▶ _DIRECTIONS_
Give the lines of the items below as a JSON list of strings, one string per line, with blank lines left out. Begin at the first line of the items and stop after the line that contains "pixel 986 470".

* BEGIN EXTRACTED RECORDS *

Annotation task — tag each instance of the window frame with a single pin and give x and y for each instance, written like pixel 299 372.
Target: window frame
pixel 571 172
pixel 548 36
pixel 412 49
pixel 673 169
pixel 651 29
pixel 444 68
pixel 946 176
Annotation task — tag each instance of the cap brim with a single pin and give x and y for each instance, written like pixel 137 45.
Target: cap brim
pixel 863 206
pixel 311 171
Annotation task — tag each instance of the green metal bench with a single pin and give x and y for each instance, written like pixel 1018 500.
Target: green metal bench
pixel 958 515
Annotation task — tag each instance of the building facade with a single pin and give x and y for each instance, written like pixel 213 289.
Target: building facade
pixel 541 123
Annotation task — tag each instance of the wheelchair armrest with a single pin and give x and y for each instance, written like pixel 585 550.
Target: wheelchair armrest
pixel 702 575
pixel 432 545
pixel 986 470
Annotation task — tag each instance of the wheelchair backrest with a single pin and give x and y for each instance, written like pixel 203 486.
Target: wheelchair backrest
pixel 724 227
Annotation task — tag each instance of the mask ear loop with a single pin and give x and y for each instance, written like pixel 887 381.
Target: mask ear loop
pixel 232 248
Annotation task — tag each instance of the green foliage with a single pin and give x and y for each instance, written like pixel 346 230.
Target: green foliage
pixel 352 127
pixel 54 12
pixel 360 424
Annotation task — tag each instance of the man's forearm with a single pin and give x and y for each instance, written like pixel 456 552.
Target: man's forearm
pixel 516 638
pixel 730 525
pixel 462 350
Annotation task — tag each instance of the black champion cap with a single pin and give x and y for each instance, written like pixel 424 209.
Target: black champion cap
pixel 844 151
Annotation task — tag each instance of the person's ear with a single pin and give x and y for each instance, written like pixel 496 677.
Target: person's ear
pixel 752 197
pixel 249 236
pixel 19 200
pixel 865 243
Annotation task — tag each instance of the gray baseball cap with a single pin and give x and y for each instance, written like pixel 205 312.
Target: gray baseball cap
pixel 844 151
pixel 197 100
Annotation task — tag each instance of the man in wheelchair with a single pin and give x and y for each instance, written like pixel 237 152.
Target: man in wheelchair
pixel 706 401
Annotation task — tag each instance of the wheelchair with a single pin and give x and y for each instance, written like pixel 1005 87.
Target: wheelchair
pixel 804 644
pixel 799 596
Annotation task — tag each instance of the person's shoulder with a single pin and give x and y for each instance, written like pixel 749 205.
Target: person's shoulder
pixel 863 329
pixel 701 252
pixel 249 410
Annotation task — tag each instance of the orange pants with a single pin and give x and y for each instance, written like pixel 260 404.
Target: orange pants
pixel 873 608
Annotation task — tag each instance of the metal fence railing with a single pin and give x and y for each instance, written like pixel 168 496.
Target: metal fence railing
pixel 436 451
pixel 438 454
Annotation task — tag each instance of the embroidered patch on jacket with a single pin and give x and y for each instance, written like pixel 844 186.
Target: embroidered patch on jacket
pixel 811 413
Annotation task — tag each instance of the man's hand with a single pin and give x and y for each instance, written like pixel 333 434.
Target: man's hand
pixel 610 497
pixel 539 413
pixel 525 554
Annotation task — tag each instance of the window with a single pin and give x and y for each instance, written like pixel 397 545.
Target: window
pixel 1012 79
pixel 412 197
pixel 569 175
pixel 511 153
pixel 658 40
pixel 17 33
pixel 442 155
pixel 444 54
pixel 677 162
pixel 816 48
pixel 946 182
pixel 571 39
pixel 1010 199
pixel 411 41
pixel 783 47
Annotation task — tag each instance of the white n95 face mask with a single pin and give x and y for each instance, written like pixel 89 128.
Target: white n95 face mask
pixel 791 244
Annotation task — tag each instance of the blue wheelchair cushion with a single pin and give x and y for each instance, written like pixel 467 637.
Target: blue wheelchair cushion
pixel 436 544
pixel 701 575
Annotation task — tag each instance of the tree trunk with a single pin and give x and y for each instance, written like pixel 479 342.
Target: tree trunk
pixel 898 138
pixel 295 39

* END EXTRACTED RECORDS *

▶ _FINAL RESULT_
[
  "Annotation task — tag each instance of the window frame with a single pin and give x and y for each instance, written like pixel 299 372.",
  "Target: window frame",
  "pixel 571 172",
  "pixel 548 36",
  "pixel 412 49",
  "pixel 673 169",
  "pixel 651 29",
  "pixel 444 68",
  "pixel 946 176",
  "Annotation task — tag each instance of the cap brim with a single pin and give x and y for each instance, written like pixel 137 45.",
  "Target: cap brim",
  "pixel 863 206",
  "pixel 311 171",
  "Annotation task — tag each instance of the green metal bench with a single pin and give x and y for each instance, written like pixel 1018 500.",
  "Target: green metal bench",
  "pixel 958 515",
  "Annotation task — tag each instance of the building facade with a single pin and give x and y for each instance, written like pixel 213 289.",
  "Target: building facade",
  "pixel 541 123",
  "Annotation task — tag each instance of the wheelchair armrest with a single pin and give x and y for each instance, written like pixel 585 550.",
  "Target: wheelchair armrest",
  "pixel 702 575",
  "pixel 432 545",
  "pixel 986 470"
]